I don't know about the other stones.


----------



## pkjames

I was told by a couple of guys that surhiro's cerax line performance isn't that good. Not at the same quality as shapton pro or naniwa chosera


----------



## labor of love

so whats a better cutting,soft, low grit stone that doesnt dish too badly? atleast better than cerax for thinning?


----------



## Von blewitt

JNS 300 is really nice.


----------



## labor of love

thanks VB, anybody tried the gesshin 220 stone yet?


----------



## Matus

I have a smaller combination 1000/6000 Suehiro Cerax stone (see my review in Reviews section). The 1000 side was rather slow and dished quickly, the 6000 side was OK. I would get something else (better).


----------



## panda

ok turns out i couldn't order from TFJ because they were closed for holidays. i'm going to pick up both a cerax 320 and a sigma select ii 240. my quest for a thinning stone continues. dmt works the fastest but i really really hate using it and would love nothing more than to find a fast cutting stone that isn't awful feeling. i got to try a jns 300 but it's still not fast enough for me. i'm guessing i just have to suck it up and deal with dishing and go with a soft stone that releases abrasive really fast to get the most cutting action.


----------



## labor of love

dont do it!


----------



## panda

too late already pulled the trigger!


----------



## bahamaroot

Soft low grit stones dish fast, it's a fact of life.


----------



## labor of love

bahamaroot said:


> Soft low grit stones dish fast, it's a fact of life.



all low grit stones dish fast. soft or hard, in my experience. infact, i think pretty much every low grit stone ive ever used(300 grit and lower) more or less sucks to use, but doesnt suck as bad as diamond stones. lesser of 2 evils, no?


----------



## bahamaroot

Agreed.

========

* _GIVEN INSTRUCTION 1_
Repeat the passage of the sharpening stone thread from "so whats a better" up to and including "is really nice.".
* _GIVEN INSTRUCTION 2_
In the sharpening stone thread, which two stones does panda say are going to be picked up?
* _GIVEN INSTRUCTION 3_
State whether each statement agrees with the sharpening stone thread, answering yes or no and quoting the words that decide it: (a) Matus found the 6000 side of the Cerax combination stone OK. (b) panda found the JNS 300 fast enough. (c) labor of love says only soft low grit stones dish fast.
The data is not needed for any of this work.

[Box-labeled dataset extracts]

========

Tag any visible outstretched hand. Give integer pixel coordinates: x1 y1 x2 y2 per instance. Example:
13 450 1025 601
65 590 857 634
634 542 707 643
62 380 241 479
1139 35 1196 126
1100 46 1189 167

========

* _WRITTEN ANSWER 1_
so whats a better cutting,soft, low grit stone that doesnt dish too badly? atleast better than cerax for thinning?


----------



## Von blewitt

JNS 300 is really nice.

* _WRITTEN ANSWER 2_
A Cerax 320 and a Sigma Select II 240.

* _WRITTEN ANSWER 3_
(a) Yes: "the 6000 side was OK."
(b) No: "i got to try a jns 300 but it's still not fast enough for me."
(c) No: "all low grit stones dish fast. soft or hard, in my experience."